Les agents de vente, principalement les dépositaires centraux (niveau 2) et les diffuseurs de presse (niveau 3), sont soumis à un statut et à des règles particulières, qui doivent leur permettre de respecter l'impartialité et la neutralité de la diffusion .

Le préambule du contrat-type entre le dépositaire central et le diffuseur de presse, homologué par le CSMP en 1972 et inchangé depuis, précise « Les éditeurs déterminent eux-mêmes le nombre d'exemplaires à fournir. [...] Les agents de vente - dépositaires centraux et diffuseurs - ont l'obligation d'apporter la plus stricte impartialité dans la présentation des journaux et publications, quelle que soit l'origine de la fourniture. Ils sont tenus de recevoir tous les titres que les éditeurs décident de leur confier . »

Initialement, et afin de garantir l'impartialité de la distribution, la rémunération des agents de vente était fixée de manière uniforme . La loi du 20 juillet 2011 a confié la mission de déterminer les modalités de rémunération des agents de vente au Conseil supérieur des Messageries de Presse ( CSMP) , qui a pris une première décision n° 2011-01 validée par l'Autorité de Régulation de la Distribution de la Presse (ARDP) le 10 décembre 2011 avec des pourcentages différenciés selon le niveau, le type de publication et le lieu d'implantation du marchand . La rémunération varie ainsi de 23 % à 31 % du prix de vente pour les dépositaires centraux, et 15 % à 30 % pour les diffuseurs de presse.
#####
Travail à faire: D'après l'extrait, dans quelle fourchette la rémunération des diffuseurs de presse varie-t-elle ?

Éléments répertoriés dans un jeu de données:
#####
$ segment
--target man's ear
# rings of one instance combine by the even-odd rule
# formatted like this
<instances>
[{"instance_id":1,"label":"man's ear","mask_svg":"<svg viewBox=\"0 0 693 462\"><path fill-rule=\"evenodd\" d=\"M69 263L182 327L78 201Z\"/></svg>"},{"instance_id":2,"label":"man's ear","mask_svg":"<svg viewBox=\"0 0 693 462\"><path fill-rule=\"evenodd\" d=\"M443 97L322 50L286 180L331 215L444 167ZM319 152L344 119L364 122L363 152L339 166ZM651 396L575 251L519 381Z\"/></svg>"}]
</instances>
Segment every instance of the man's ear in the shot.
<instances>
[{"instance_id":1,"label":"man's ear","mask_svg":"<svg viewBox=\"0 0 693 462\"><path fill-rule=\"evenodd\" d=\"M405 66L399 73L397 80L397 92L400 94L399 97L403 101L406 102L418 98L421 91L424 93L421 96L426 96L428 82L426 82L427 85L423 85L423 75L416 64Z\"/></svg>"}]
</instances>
#####
Bonne réponse: De 15 % à 30 % du prix de vente.